--- Given text ---

Houjun Liu

Context-Free Grammar

We use CFGs to highlight the recursive structure in expressions.

A CFG consists of

  • Non-Recursed Terminals (if, else, etc.) \(T\)
  • Non-Terminals (expr, stmt, etc.) \(N\)
  • Start symbol (i.e., program) \(S \in N\)
  • Set of productions

generative semantics

Let \(G\) be an CFG with start symbol \(S\); the language of \(G\) is…

\begin{equation} \qty {a_1, \dots, a_{n} | S \to^{*} a_{1}, a_{n}} \end{equation}

with each \(a_{j}, \forall j\) being terminals.

That is, the “language of a CFG” is just the set of languages that could be produced by as many moves as needed until we obtain the output.

productions

\begin{equation} X \to Y_1, Y_2, \dots, Y_{n} \end{equation}

whereby \(X \in N\), \(Y_{i} \in T \cup N \cup \qty {\varepsilon}\). Notably, we could replace a non-terminal with nothing.

derivation

a derivation is a sequence of productions which leads to a string of only terminals

A derivation can be drawn as a tree—

  • start symbol is the root
  • for production \(X \to Y_1, …, Y_{n}\), add children \(Y_1, …, Y_{n}\) to note \(X\)

stratification

stratification allows us to deal with the PEMDAS (/associativity) of the operations. Consider an addition and multiplication world:

E = E+E | E*E | (E) | id

how do we parse id * id + id.

We can just have a “multiplication world” E’ language, whereby after en counting an multiplication, we are not allowed to do addition anymore unless we encounter a parentheses.

E = E' + E | E'
E' = id * E' | id | (E) * E' | (E)

dangling if problem

Consider the following ambiguous grammar:

E -> if E then E
   | if E then E else E
   | ....

Consider:

if something then if something then something else something

Is the else the first or the second expression?~:w

to fix this, we need to make a world of “matched if expression”

E -> MIF -- all "then" are matched
   | UIF -- some "then" is unmatched

UIF -> if E then E
     | if E then MIF else UIF

{- "we don't allow unmatched if expressions in then branches" -}
MIF -> if E then MIF else MIF
     | OTHER

Most tools, like flex/bison, will allow you to control precedence.

conventions

  • non-terminals in upper case

  • terminals in lower case

  • start symbol is the non-terminal of the first production

  • membership in a language is a “yes”/“no”

  • we must handle errors gracefully

  • bison could help us actually implement the parser

example

EXPR -> if EXPR then EXPR else EXPR fi
      | while EXPR loop EXPR pool
      | id

---

▸ Written problem:
Copy the context-free grammar notes word for word from "E = E+E | E*E" to "id | (E) * E' | (E)".

--- Data extract ---

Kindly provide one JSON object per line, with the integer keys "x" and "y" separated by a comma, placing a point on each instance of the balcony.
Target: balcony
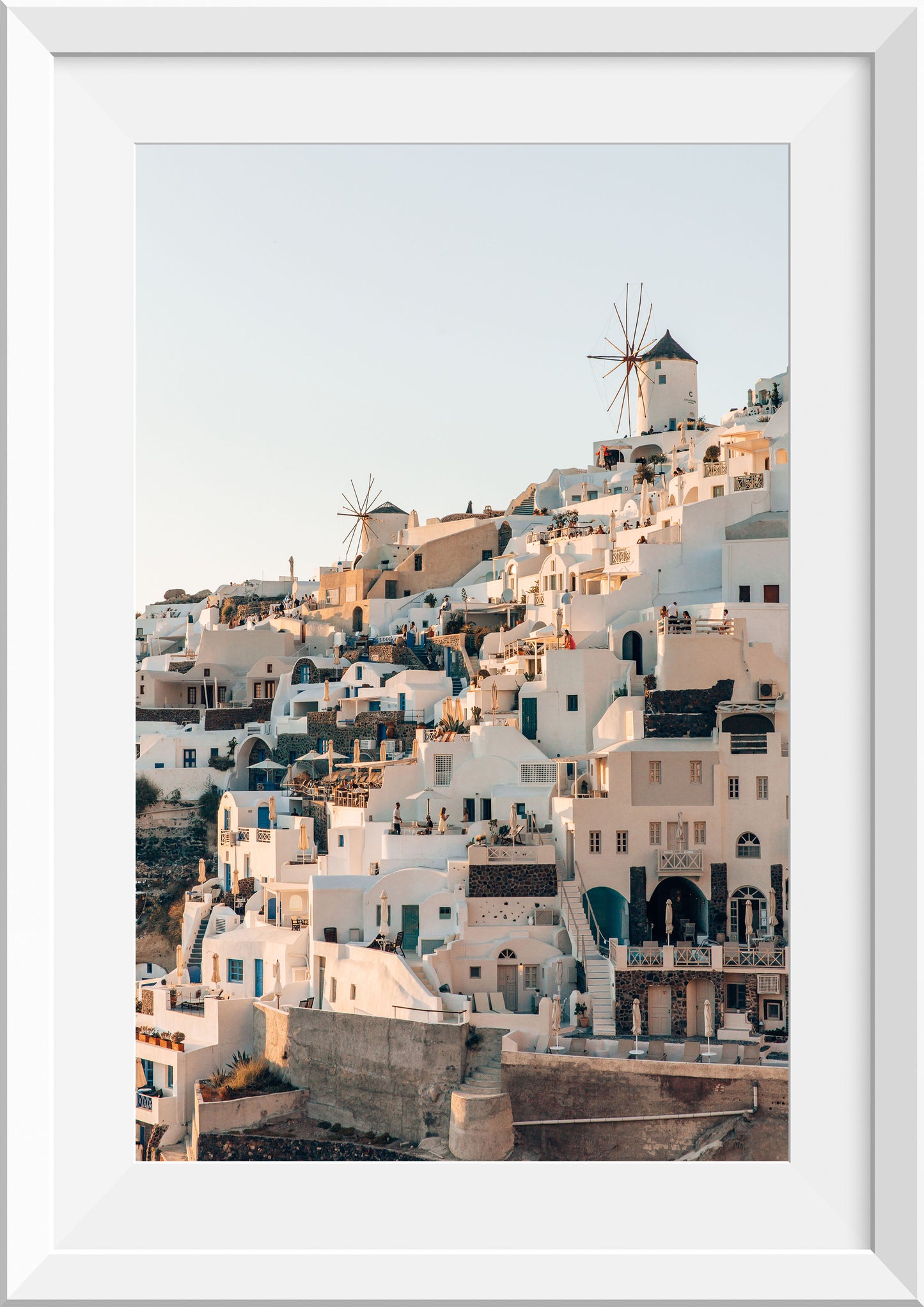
{"x": 688, "y": 863}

---

▸ Exercise result:
E = E+E | E*E | (E) | id

how do we parse id * id + id.

We can just have a “multiplication world” E’ language, whereby after en counting an multiplication, we are not allowed to do addition anymore unless we encounter a parentheses.

E = E' + E | E'
E' = id * E' | id | (E) * E' | (E)